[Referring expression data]
--

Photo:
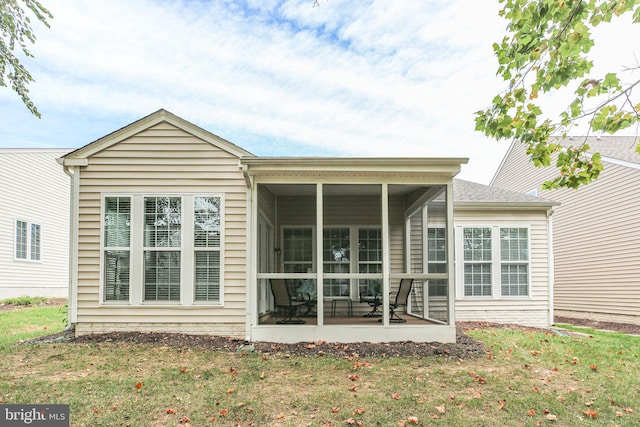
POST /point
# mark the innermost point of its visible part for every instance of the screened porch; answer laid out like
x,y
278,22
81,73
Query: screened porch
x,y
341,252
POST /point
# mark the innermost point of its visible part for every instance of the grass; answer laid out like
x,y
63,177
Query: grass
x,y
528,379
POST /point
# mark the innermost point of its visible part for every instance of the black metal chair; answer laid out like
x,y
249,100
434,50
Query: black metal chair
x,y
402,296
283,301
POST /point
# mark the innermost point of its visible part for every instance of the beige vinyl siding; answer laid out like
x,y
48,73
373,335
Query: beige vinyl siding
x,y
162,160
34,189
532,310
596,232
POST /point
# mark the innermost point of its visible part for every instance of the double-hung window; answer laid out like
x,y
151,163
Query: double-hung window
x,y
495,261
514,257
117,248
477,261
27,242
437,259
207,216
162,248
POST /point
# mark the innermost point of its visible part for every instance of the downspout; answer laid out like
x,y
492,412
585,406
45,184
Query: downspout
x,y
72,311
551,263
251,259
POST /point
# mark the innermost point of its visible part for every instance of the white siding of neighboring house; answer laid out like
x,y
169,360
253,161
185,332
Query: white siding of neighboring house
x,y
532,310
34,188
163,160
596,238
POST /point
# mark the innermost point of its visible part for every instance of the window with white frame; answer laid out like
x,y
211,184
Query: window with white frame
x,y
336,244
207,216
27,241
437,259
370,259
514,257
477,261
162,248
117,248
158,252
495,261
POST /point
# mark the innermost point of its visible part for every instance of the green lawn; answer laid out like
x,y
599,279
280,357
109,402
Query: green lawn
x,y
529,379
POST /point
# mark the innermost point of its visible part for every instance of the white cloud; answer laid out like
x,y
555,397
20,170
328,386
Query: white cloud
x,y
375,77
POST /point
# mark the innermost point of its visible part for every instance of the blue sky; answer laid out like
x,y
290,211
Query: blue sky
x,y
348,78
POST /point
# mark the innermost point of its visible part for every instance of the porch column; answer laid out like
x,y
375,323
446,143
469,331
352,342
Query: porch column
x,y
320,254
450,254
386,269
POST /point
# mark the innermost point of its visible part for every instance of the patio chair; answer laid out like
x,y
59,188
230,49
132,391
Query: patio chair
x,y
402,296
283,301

--

Repeat every line of the data above exactly, but drop the pictures.

> Your response:
Photo:
POST /point
# mark the innermost point of its visible part for every instance of the screened porch; answer laid out like
x,y
278,22
81,73
Query: screened porch
x,y
341,252
POST /point
# mark the innermost point of its visible part for every instance of the grass; answer laid out like
x,y
63,177
Query: grass
x,y
528,379
POST /point
# mark the innermost point of its visible part for every instance of the black metal chair; answer laid out like
x,y
249,100
434,50
Query: black metal chair
x,y
402,296
283,301
POST /point
# mark the innermost point of its visible part for every instance of the beige vinyl siding; answer laid out like
x,y
48,73
373,335
Query: beige vinyl siding
x,y
162,160
34,189
532,310
596,232
POST /point
# mark the innermost point of its visible part for every instance of the double-hung window; answer laid out like
x,y
151,163
Query: double-hung window
x,y
495,261
514,257
117,248
477,261
27,242
437,259
207,216
162,248
POST /point
# mark the innermost point of its visible part for every instance of the downspout; answer laid out like
x,y
492,412
585,406
45,184
Query: downspout
x,y
72,311
551,263
251,259
POST /point
# mark the innermost point of its visible part for every instance of the white siding of neighboring house; answer laid out like
x,y
169,360
253,161
185,332
Query: white siding of neighboring house
x,y
532,310
34,188
163,160
596,238
POST /point
# mark the innermost point of its visible part for every instance of the window with white frame; answer laid out like
x,y
211,184
Query: window with white frame
x,y
336,244
207,216
27,241
437,259
370,259
514,257
477,261
162,248
117,248
158,252
495,261
POST /point
# mark the innermost point of its visible part for every instance of the green lawn; answer laid out like
x,y
599,279
280,357
109,402
Query: green lawn
x,y
529,379
POST /point
# mark the innermost point of its visible part for every instance of the white cloud; answer laid out like
x,y
555,397
20,170
328,386
Query: white cloud
x,y
375,77
POST /point
# mark the innermost point of its visible part for every instance of the blue sky; answer laid out like
x,y
290,211
Query: blue sky
x,y
348,78
POST /point
# mark the innermost point of its visible part for every instance of the porch column; answer laid out like
x,y
375,323
446,143
469,331
352,342
Query: porch column
x,y
320,254
450,254
386,269
POST /point
# mark the innermost point of its visible part for every instance of the patio chair; answer laid out like
x,y
59,188
230,49
132,391
Query: patio chair
x,y
402,296
283,301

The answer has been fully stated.